Exercise: Skip every image and restate the data word for word.

Data for review:
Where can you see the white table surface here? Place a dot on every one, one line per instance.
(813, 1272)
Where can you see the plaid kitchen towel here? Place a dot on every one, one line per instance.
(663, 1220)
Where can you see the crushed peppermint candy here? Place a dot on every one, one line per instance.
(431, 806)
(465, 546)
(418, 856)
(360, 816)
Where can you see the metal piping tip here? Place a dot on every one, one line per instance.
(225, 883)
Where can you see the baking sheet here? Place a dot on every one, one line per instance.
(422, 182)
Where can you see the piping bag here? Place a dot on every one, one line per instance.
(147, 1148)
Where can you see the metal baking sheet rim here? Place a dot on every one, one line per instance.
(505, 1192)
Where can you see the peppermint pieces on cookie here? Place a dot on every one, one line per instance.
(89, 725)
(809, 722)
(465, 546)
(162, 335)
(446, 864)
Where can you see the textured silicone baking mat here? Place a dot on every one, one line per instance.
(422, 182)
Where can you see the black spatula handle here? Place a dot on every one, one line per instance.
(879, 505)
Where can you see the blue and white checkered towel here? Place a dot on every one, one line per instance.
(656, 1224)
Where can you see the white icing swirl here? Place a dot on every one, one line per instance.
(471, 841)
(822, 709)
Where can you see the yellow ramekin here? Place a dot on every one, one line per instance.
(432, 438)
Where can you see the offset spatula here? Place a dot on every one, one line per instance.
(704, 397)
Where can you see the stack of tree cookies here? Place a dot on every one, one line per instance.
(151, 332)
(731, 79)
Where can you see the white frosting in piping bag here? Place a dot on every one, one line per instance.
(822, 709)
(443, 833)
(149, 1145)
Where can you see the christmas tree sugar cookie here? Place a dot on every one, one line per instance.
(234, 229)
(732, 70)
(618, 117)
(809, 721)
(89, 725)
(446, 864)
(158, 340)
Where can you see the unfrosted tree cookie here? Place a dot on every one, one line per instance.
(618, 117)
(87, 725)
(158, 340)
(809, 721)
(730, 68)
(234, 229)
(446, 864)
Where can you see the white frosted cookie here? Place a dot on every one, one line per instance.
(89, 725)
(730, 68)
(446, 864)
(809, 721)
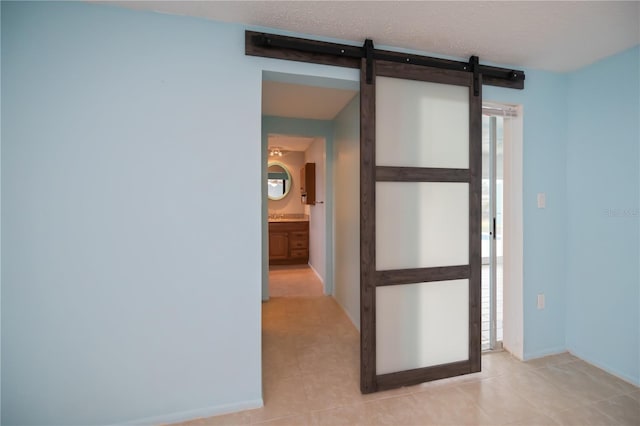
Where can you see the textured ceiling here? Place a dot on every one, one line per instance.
(553, 35)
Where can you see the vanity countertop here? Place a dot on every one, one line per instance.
(288, 218)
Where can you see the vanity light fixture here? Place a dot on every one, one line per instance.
(275, 151)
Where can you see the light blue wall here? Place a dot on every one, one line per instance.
(130, 288)
(346, 159)
(120, 267)
(544, 160)
(603, 187)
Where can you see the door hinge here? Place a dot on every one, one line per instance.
(474, 67)
(368, 54)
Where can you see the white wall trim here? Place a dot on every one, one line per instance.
(319, 277)
(199, 413)
(546, 352)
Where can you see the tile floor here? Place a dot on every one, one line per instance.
(311, 366)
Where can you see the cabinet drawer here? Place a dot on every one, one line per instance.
(297, 235)
(298, 244)
(298, 253)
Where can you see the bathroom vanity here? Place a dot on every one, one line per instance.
(288, 242)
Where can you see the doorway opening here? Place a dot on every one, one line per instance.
(497, 129)
(307, 336)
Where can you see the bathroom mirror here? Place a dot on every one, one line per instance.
(278, 180)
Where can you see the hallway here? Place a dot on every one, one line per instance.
(311, 369)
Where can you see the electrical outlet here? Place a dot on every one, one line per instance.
(541, 301)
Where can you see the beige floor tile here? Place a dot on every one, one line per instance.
(330, 390)
(583, 416)
(579, 384)
(402, 410)
(350, 415)
(450, 406)
(498, 401)
(543, 394)
(536, 420)
(298, 420)
(502, 363)
(282, 398)
(602, 376)
(624, 410)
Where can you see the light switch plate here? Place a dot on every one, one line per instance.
(541, 301)
(542, 200)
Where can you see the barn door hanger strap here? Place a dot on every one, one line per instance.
(305, 50)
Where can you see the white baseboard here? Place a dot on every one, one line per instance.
(198, 413)
(545, 352)
(355, 323)
(317, 274)
(613, 371)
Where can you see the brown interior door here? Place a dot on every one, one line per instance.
(420, 224)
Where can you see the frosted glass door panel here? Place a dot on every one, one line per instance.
(421, 325)
(420, 124)
(421, 224)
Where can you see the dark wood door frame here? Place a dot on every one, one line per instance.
(370, 278)
(374, 62)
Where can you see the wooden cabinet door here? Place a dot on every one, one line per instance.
(278, 245)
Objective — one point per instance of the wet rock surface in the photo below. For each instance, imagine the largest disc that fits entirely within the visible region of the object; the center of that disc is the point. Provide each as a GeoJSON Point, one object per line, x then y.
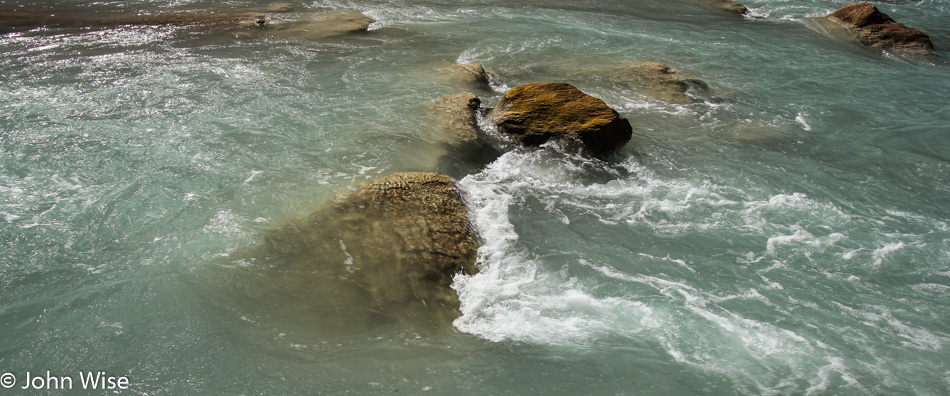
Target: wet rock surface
{"type": "Point", "coordinates": [535, 113]}
{"type": "Point", "coordinates": [384, 252]}
{"type": "Point", "coordinates": [876, 29]}
{"type": "Point", "coordinates": [663, 82]}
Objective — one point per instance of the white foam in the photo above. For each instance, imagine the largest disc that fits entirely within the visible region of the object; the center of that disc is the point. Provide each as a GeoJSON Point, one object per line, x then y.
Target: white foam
{"type": "Point", "coordinates": [880, 254]}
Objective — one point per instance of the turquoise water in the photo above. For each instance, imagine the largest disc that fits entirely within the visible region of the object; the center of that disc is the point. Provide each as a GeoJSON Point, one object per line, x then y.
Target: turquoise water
{"type": "Point", "coordinates": [786, 234]}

Task answer:
Where can you see the white table surface here? Place a dot on every one, one line per instance.
(813, 1272)
Where can you see the plaid kitchen towel here? Place a dot on every one, one line per instance.
(663, 1220)
Where can you see the crushed peppermint candy here? Place a dot on every one, one line per instance.
(431, 806)
(465, 546)
(418, 856)
(360, 816)
Where can you see the metal piping tip here? Place a dot on every one, one line per instance.
(225, 883)
Where can you see the baking sheet here? Place a dot on every one, one line per instance.
(422, 182)
Where can you see the piping bag here? Place a dot on every one, one line per instance.
(147, 1148)
Where can you see the metal baking sheet rim here? Place a dot on every one, one line per instance.
(505, 1192)
Where can you see the peppermint pieces on cookie here? Place a dot on every one, one line per instance.
(89, 725)
(809, 722)
(465, 546)
(162, 335)
(446, 864)
Where can you see the textured silicone baking mat here? Place a dot on every one, one line per instance.
(422, 182)
Where can you see the black spatula handle here? Place a dot on every one, one line per instance.
(879, 505)
Where can you see the blue and white checkered towel here? Place a dot on every one, one line per instance.
(656, 1224)
Where can you see the white icing swirl here? Place a dot on every one, one line per instance.
(471, 841)
(822, 709)
Where can you see the yellow ramekin here? Place a dot on every one, one line per instance.
(432, 438)
Where can you see the offset spatula here? Place a dot on every one, one line per instance.
(704, 397)
Where can you see the stack of tree cookies here? Place a dot on every one, one line per instance.
(151, 332)
(731, 79)
Where can you see the white frosting in piping bag here? Place a dot on every one, one line per instance.
(822, 709)
(443, 833)
(149, 1145)
Where can you see the christmas tree sugar cookie here? Place a dot on every one, one line per instance.
(234, 229)
(732, 70)
(618, 117)
(809, 721)
(89, 725)
(446, 864)
(158, 340)
Where can you see the unfrosted tree cookie here? Place a dot on every one, one line per instance.
(618, 117)
(87, 725)
(158, 340)
(809, 721)
(730, 68)
(234, 229)
(446, 864)
Where can you see the white frosted cookie here? Place a dot on every one, one line per instance.
(89, 725)
(730, 68)
(446, 864)
(809, 721)
Where can you see the textured ceiling here? Place a dot on every one, one line per instance.
(553, 35)
Where can you see the vanity countertop here? Place a dot on every one, one line per instance.
(288, 218)
Where can you see the vanity light fixture here? Place a dot on every one, one line per instance.
(275, 151)
Where can you see the light blue wall here? Place a dot on every one, one line per instance.
(130, 288)
(346, 159)
(120, 267)
(544, 160)
(603, 187)
Where can you see the door hinge here? Place a dot on every one, one line per instance.
(474, 67)
(368, 54)
Where can you see the white wall trim here? Place a dot on every one, one line per instance.
(319, 277)
(199, 413)
(546, 352)
Where can you see the tile floor here? Place a dot on every one, one line per instance.
(311, 366)
Where can you see the cabinet drawer here? Place a dot on every one, one line per instance.
(297, 235)
(298, 244)
(298, 253)
Where can you see the bathroom vanity here? Place a dot on every one, one line per instance.
(288, 242)
Where can you see the doorway opening here? Place a dot on every one, one line per instance.
(497, 129)
(307, 336)
Where can you see the bathroom mirror here? Place a dot on every one, one line per instance.
(278, 180)
Where can you see the hallway here? Place a dot on every one, one line per instance.
(311, 369)
Where can you see the electrical outlet here? Place a dot on every one, one line per instance.
(541, 301)
Where can you see the beige floor tile here? Place a dot on every one, one line per instance.
(330, 390)
(583, 416)
(579, 384)
(402, 410)
(350, 415)
(450, 406)
(498, 401)
(543, 394)
(536, 420)
(298, 420)
(502, 363)
(282, 398)
(602, 376)
(624, 410)
Where can you see the light switch plate here? Place a dot on every one, one line per instance.
(541, 301)
(542, 200)
Where can you see the barn door hanger strap here? Place a dot on every one, one line per instance.
(305, 50)
Where can you see the white baseboard here? Place a dot on every one, one line per instance.
(198, 413)
(545, 352)
(355, 323)
(317, 274)
(613, 371)
Where can you see the brown interior door here? Place a dot on every one, one line per instance.
(420, 224)
Where can you see the frosted glass door panel here? Place a dot on every one, one line per instance.
(421, 325)
(420, 124)
(421, 224)
Where can you see the dark wood door frame here? Place a dot on every one, one line per instance.
(370, 278)
(374, 62)
Where can you see the wooden cabinet door here? Place a dot on every one, one line per instance.
(278, 245)
Objective — one point per instance of the wet rock surface in the photo below. For each instance, imagine the largest disc that fits entirely within the visible region of the object; the center of that disc is the point. Provide each as a GeoJSON Point, one object per line, x then y.
Target: wet rock surface
{"type": "Point", "coordinates": [535, 113]}
{"type": "Point", "coordinates": [384, 252]}
{"type": "Point", "coordinates": [876, 29]}
{"type": "Point", "coordinates": [663, 82]}
Objective — one point per instance of the white foam in the photo above. For each instance, imagine the largest disc that fits entirely within the visible region of the object; the center of that disc is the point. Provide each as a GeoJSON Point, one object per line, x then y.
Target: white foam
{"type": "Point", "coordinates": [880, 254]}
Objective — one point per instance of the turquoise water in the photo above. For each instance, imagine the largest disc that fits entirely within the visible region of the object; the center of that disc is the point. Provide each as a GeoJSON Point, one object per line, x then y.
Target: turquoise water
{"type": "Point", "coordinates": [786, 234]}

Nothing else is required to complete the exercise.